Instructions to follow
Arrange the records from the line with "tag lamp post" through the line with "[252,85,367,136]" as a two-column CSV headed tag_text and boxes. Give one row per record, with its text and its answer each in a single quoted field and line breaks replaced by spaces.

Entries provided
— start —

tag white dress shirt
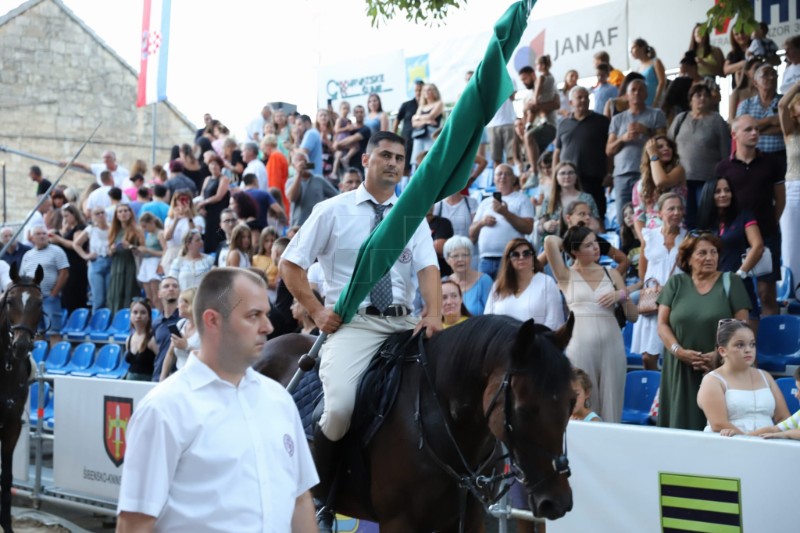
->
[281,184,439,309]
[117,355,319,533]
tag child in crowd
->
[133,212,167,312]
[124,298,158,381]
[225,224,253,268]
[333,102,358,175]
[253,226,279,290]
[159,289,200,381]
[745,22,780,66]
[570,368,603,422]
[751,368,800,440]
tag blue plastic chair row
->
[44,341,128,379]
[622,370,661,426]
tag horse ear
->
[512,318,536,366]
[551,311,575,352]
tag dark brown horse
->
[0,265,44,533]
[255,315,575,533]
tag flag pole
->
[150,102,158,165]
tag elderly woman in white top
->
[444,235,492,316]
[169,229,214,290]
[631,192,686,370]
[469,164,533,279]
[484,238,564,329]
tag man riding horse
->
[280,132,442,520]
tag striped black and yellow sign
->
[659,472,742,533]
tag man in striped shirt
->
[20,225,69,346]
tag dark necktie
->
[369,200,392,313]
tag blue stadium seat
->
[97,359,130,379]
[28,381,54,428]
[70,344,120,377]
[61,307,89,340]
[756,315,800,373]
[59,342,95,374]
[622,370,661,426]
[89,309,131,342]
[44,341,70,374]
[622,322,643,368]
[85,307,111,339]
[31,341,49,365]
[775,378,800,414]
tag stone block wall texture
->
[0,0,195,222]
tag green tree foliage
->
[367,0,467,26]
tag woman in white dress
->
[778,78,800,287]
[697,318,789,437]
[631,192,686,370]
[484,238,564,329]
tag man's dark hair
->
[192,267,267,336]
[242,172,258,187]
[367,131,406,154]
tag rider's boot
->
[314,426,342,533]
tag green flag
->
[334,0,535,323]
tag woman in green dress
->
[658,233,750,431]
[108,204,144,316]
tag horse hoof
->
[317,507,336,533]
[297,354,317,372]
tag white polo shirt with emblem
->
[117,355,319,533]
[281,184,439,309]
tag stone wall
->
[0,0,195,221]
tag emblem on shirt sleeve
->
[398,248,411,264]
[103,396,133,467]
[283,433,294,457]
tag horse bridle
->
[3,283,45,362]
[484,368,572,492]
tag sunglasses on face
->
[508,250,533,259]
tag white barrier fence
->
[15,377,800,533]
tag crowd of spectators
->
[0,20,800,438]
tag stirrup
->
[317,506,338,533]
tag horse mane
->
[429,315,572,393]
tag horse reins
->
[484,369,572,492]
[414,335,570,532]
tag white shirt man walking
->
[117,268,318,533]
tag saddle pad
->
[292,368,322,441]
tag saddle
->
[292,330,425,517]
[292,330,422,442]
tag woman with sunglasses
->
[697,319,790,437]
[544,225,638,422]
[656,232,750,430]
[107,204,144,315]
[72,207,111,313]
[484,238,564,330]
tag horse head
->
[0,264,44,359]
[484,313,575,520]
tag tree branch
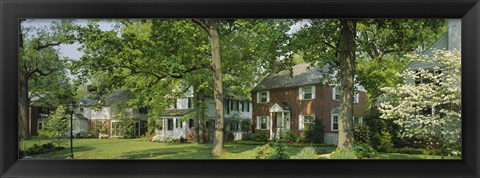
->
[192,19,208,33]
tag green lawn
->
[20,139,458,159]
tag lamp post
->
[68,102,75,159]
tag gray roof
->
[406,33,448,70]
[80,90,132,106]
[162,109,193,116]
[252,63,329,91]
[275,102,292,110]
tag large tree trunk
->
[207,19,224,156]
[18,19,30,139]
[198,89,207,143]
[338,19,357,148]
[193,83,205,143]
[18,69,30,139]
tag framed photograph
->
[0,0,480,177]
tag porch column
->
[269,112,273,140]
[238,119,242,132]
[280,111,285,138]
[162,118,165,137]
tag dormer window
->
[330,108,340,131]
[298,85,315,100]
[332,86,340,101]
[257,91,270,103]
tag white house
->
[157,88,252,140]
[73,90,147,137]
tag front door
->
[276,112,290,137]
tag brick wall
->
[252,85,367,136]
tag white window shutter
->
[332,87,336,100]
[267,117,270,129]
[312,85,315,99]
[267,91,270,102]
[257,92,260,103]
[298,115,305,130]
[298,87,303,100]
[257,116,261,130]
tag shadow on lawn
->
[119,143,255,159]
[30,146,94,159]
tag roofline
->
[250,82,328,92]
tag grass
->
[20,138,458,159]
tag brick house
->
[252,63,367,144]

— end —

Final answer
tag_text,boxes
"tag lamp post ->","[68,102,75,159]"
"tag gray roof ->","[406,33,448,70] [80,90,132,106] [162,109,193,116] [252,63,329,91] [275,102,292,110]"
"tag large tree trunk ->","[207,19,224,156] [18,19,30,139] [198,89,207,143] [338,19,357,148] [193,83,205,143] [18,69,30,139]"
"tag framed photograph ->","[0,0,480,177]"
"tag porch column ->","[269,112,273,140] [238,119,242,132] [280,111,285,138] [162,118,165,137]"
"tag dormer window ->","[330,108,340,131] [298,85,315,100] [332,86,340,101] [257,91,270,103]"
"tag white house ->","[157,88,252,140] [73,90,147,137]"
"tag front door ->","[276,112,290,137]"
"tag brick wall ->","[252,85,367,136]"